Transcreva fielmente, do relato sobre a busca de emprego na aviação, todo o trecho que vai de “Acontece que” até “algo pra voar!”.

**Trecho de origem:**
+---+

E então eu
não fui admitido pela maior linha aérea do País...
Era a única
que poderia me contratar com aquele nível de experiência.
E agora o
quê?
Do topo das
minhas duzentas e poucas horas de voo, abandonei o meu emprego como funcionário
público em São Paulo (até dessa fonte eu já bebi!) com habilitações para
Aeronaves Multimotoras e de Voo por Instrumentos “quentinhas” dentro da
carteira, ali no bolso de trás dos meus velhos e surrados jeans e ... voltei
pra casa, em Americana.
Acontece que
na época, as outras linhas aéreas só contratavam pilotos com mais de 1500 horas
de voo, oriundos da Aviação Geral Executiva.
Então, era
uma boa ideia arranjar algo pra voar!
Fazendeiros
e empresários da região adquiriam monomotores bem bacanas!
Ótimos para o emprego em suas viagens de negócios!

+---+

**Linhas fornecidas:**

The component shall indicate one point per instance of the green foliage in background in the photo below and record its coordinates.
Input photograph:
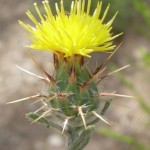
(142, 9)
(132, 142)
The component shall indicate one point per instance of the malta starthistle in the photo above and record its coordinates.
(73, 103)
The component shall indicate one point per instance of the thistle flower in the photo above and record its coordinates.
(73, 100)
(71, 33)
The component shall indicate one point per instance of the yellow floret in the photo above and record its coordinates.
(73, 33)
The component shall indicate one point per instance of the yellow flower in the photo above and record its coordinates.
(70, 33)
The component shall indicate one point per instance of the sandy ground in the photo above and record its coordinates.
(16, 133)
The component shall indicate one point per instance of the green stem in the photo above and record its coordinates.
(79, 138)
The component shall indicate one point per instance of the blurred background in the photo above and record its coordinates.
(130, 117)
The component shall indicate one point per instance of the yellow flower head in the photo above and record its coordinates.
(70, 33)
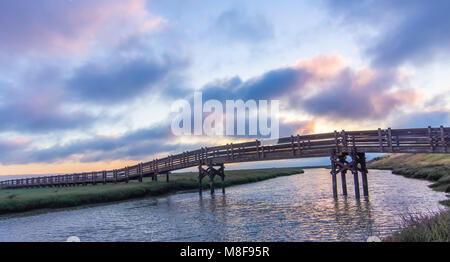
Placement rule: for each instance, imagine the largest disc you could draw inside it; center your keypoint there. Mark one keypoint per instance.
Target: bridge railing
(417, 140)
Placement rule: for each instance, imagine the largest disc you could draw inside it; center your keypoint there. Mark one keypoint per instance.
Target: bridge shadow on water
(292, 208)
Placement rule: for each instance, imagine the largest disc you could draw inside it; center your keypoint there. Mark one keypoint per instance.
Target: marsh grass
(427, 227)
(432, 167)
(431, 226)
(19, 200)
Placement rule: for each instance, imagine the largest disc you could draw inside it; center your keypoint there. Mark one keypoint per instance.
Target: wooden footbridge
(346, 151)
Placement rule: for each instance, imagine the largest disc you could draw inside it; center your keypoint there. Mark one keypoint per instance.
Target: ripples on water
(292, 208)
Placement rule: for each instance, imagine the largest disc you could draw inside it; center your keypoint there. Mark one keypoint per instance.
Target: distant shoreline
(432, 227)
(21, 200)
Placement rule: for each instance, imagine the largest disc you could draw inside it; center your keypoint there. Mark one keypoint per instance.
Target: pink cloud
(61, 26)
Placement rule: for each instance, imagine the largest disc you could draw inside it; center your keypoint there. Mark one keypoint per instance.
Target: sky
(87, 84)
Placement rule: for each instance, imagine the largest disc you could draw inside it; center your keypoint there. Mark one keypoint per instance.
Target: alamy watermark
(234, 118)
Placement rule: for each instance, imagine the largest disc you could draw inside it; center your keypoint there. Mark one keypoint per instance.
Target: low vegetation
(432, 227)
(19, 200)
(432, 167)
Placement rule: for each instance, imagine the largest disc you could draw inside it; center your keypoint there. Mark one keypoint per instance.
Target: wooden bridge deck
(414, 140)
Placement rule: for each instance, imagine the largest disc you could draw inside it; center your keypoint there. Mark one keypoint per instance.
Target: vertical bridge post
(339, 164)
(211, 171)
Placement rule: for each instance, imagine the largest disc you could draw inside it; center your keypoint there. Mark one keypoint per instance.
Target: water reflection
(293, 208)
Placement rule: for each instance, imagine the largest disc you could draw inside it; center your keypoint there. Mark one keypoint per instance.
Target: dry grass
(431, 227)
(433, 167)
(19, 200)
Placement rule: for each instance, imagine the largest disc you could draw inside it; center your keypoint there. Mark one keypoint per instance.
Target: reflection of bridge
(338, 146)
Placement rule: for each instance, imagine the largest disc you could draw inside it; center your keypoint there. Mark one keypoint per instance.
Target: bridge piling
(211, 171)
(356, 182)
(344, 182)
(342, 159)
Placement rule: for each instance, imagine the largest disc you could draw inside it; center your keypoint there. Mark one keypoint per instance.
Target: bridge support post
(362, 158)
(140, 173)
(343, 178)
(333, 174)
(211, 171)
(339, 164)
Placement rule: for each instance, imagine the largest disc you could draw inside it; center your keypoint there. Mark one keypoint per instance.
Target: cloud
(61, 26)
(122, 78)
(408, 30)
(236, 25)
(132, 145)
(422, 119)
(323, 86)
(37, 105)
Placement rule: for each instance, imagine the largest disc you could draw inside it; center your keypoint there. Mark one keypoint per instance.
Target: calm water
(294, 208)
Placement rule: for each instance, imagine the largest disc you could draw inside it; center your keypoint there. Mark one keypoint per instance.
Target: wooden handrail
(414, 140)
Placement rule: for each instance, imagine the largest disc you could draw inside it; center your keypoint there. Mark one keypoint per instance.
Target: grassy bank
(433, 167)
(19, 200)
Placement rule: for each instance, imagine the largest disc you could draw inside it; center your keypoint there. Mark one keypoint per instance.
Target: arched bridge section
(346, 150)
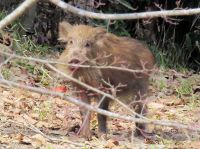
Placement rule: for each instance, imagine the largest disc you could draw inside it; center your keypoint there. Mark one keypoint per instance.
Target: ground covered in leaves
(32, 120)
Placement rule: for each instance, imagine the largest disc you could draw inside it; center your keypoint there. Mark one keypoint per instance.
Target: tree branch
(127, 16)
(16, 13)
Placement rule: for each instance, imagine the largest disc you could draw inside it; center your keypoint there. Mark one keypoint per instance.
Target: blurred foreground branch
(16, 13)
(127, 16)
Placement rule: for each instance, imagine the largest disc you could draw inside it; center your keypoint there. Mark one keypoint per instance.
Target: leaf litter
(33, 120)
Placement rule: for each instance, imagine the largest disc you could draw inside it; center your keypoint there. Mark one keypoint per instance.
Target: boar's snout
(74, 61)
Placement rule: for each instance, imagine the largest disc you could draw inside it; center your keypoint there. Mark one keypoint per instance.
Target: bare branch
(142, 15)
(16, 13)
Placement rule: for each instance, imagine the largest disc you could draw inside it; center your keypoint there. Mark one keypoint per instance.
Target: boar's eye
(87, 44)
(70, 42)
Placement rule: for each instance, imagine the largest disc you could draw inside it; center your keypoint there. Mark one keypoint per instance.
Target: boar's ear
(99, 32)
(64, 28)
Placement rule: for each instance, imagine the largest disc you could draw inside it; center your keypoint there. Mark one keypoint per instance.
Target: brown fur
(94, 46)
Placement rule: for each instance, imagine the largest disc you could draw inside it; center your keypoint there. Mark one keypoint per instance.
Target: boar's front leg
(86, 116)
(102, 119)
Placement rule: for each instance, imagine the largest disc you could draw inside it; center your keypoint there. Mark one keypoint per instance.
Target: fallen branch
(16, 13)
(127, 16)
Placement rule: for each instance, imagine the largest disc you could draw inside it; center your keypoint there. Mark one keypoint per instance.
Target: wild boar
(94, 46)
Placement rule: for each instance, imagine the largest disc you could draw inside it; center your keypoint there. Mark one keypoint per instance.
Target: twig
(142, 15)
(16, 13)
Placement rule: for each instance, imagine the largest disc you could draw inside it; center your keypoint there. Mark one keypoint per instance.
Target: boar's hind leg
(102, 119)
(140, 106)
(141, 109)
(85, 115)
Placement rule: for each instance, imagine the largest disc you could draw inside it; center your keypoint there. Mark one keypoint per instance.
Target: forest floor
(33, 120)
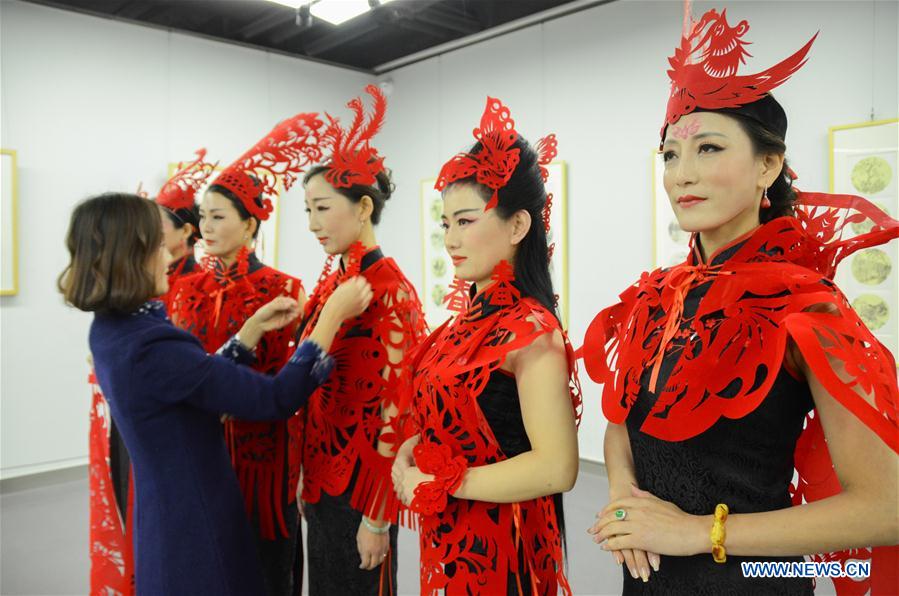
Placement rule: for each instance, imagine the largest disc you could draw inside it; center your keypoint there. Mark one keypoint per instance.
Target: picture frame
(864, 161)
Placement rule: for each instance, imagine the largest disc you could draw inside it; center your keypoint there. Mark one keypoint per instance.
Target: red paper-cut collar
(179, 191)
(353, 160)
(704, 68)
(277, 159)
(495, 162)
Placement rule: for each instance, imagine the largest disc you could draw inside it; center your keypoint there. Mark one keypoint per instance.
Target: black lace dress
(746, 463)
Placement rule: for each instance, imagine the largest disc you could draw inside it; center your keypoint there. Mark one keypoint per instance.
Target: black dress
(746, 463)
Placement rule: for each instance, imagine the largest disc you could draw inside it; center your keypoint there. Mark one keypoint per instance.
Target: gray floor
(44, 531)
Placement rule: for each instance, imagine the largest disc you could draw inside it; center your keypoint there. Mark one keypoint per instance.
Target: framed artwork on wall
(437, 274)
(9, 241)
(863, 161)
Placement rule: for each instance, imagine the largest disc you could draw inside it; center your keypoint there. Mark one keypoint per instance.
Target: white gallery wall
(93, 105)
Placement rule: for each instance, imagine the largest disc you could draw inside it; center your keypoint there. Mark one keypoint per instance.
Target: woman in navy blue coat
(167, 394)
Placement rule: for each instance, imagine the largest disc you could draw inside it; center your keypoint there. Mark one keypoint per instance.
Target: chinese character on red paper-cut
(456, 299)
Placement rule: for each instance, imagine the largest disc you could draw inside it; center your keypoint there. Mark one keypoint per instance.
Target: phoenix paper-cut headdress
(279, 158)
(495, 162)
(704, 75)
(180, 190)
(352, 159)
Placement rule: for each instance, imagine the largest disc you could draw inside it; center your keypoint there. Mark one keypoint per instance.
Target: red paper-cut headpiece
(495, 162)
(353, 160)
(704, 69)
(280, 157)
(179, 191)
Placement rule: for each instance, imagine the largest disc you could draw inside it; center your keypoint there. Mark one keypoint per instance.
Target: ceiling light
(290, 3)
(335, 12)
(339, 11)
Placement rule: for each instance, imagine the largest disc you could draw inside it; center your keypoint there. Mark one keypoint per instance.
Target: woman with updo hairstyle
(217, 299)
(752, 415)
(349, 439)
(166, 395)
(494, 399)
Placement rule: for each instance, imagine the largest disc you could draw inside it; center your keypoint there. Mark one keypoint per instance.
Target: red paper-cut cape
(776, 288)
(343, 420)
(451, 369)
(111, 537)
(212, 305)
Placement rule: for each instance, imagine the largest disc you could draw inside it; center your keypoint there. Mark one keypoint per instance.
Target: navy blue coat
(166, 395)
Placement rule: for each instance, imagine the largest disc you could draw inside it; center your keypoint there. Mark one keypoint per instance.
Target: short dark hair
(111, 239)
(379, 194)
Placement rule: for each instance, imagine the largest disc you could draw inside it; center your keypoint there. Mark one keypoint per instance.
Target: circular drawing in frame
(871, 267)
(872, 310)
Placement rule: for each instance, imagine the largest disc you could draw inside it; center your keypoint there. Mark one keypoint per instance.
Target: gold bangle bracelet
(719, 534)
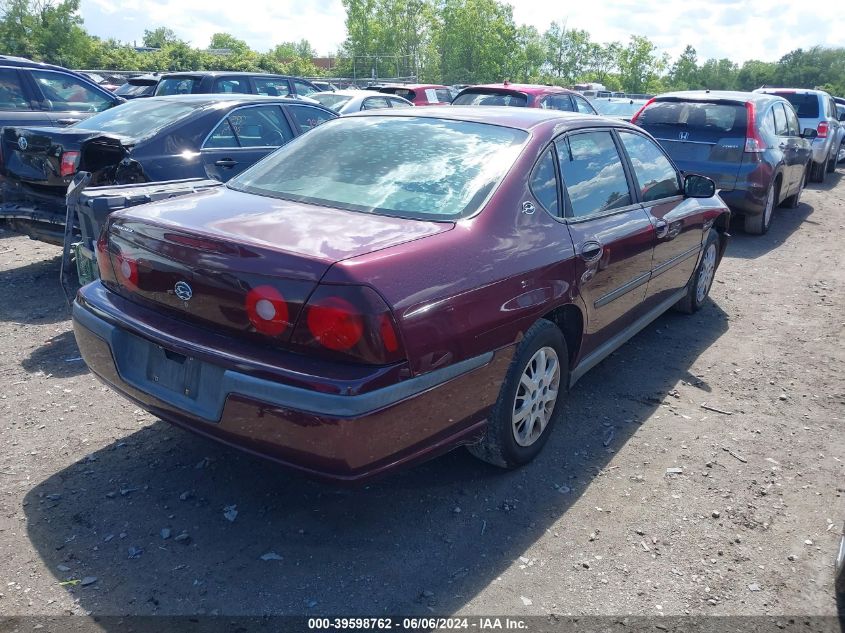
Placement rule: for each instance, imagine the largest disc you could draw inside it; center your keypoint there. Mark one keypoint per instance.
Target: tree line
(439, 41)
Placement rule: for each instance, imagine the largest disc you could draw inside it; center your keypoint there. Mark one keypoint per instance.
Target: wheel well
(571, 322)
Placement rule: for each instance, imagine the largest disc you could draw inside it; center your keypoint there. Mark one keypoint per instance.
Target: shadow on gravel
(58, 356)
(35, 295)
(424, 540)
(784, 223)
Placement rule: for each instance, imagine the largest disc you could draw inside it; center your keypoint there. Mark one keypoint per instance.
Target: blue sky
(737, 29)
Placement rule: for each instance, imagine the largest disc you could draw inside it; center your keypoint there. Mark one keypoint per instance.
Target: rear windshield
(135, 90)
(718, 119)
(418, 168)
(138, 118)
(177, 86)
(806, 105)
(491, 98)
(331, 100)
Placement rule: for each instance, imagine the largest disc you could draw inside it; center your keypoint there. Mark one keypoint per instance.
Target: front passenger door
(612, 234)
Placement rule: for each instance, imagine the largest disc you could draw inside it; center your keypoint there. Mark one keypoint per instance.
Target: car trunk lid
(199, 256)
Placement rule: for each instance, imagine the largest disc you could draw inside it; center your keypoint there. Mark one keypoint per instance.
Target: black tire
(499, 445)
(794, 200)
(817, 172)
(693, 300)
(758, 224)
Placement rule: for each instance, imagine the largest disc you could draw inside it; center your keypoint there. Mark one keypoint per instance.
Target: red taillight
(351, 322)
(69, 163)
(753, 143)
(335, 323)
(127, 270)
(267, 310)
(640, 111)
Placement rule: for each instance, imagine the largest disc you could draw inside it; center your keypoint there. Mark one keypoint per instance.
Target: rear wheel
(795, 199)
(817, 172)
(759, 223)
(529, 399)
(702, 279)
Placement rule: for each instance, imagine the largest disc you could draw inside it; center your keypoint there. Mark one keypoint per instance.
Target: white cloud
(737, 29)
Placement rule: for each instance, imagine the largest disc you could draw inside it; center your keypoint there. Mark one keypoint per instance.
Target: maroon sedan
(394, 284)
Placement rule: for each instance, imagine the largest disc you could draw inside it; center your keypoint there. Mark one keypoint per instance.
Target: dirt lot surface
(154, 520)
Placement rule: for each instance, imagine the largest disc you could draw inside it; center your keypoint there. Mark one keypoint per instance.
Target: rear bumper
(327, 435)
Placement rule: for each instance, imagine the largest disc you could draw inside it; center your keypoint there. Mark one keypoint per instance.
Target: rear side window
(592, 173)
(544, 183)
(492, 98)
(177, 86)
(11, 92)
(307, 117)
(67, 94)
(655, 175)
(806, 105)
(711, 119)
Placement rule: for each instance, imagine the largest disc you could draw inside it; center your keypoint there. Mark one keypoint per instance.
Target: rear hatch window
(707, 138)
(806, 105)
(177, 86)
(491, 97)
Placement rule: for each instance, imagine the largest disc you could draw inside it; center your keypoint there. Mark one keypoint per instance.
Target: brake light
(267, 310)
(353, 322)
(69, 163)
(640, 111)
(753, 143)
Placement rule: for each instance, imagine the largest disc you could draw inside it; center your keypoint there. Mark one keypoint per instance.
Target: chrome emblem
(183, 290)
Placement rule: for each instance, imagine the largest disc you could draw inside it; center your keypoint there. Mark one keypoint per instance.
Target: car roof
(519, 118)
(705, 96)
(531, 89)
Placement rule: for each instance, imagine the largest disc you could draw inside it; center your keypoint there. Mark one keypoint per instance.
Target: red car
(525, 96)
(418, 94)
(365, 298)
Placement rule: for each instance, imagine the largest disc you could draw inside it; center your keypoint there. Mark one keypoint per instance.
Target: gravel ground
(643, 502)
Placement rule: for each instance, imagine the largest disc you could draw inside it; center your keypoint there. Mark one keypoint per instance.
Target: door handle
(591, 251)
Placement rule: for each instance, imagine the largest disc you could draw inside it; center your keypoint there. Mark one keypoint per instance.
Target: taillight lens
(349, 322)
(753, 142)
(267, 310)
(640, 111)
(69, 163)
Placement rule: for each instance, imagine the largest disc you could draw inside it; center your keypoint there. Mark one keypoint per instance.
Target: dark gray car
(750, 144)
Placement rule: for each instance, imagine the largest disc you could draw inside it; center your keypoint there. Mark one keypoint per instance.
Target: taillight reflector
(335, 323)
(267, 310)
(69, 163)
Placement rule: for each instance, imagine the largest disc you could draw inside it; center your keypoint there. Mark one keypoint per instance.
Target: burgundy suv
(397, 283)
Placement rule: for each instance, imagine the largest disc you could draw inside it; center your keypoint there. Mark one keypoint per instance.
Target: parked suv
(750, 144)
(32, 93)
(816, 109)
(206, 82)
(524, 96)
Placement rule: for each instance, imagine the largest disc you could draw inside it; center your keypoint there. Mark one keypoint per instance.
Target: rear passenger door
(242, 138)
(677, 222)
(612, 234)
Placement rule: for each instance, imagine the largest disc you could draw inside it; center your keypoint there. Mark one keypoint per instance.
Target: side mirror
(696, 186)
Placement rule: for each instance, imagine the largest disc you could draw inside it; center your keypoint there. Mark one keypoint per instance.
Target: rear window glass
(177, 86)
(726, 119)
(417, 168)
(491, 98)
(807, 106)
(139, 118)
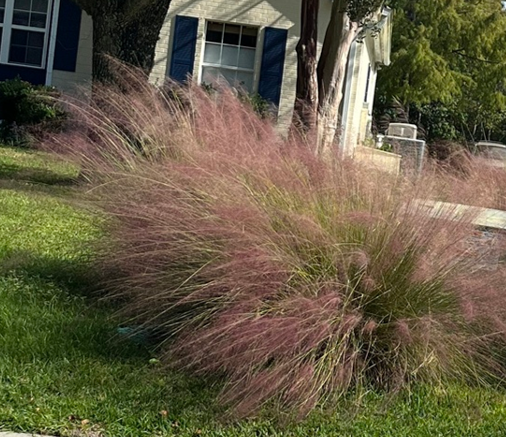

+---+

**Resposta:**
Acontece que
na época, as outras linhas aéreas só contratavam pilotos com mais de 1500 horas
de voo, oriundos da Aviação Geral Executiva.
Então, era
uma boa ideia arranjar algo pra voar!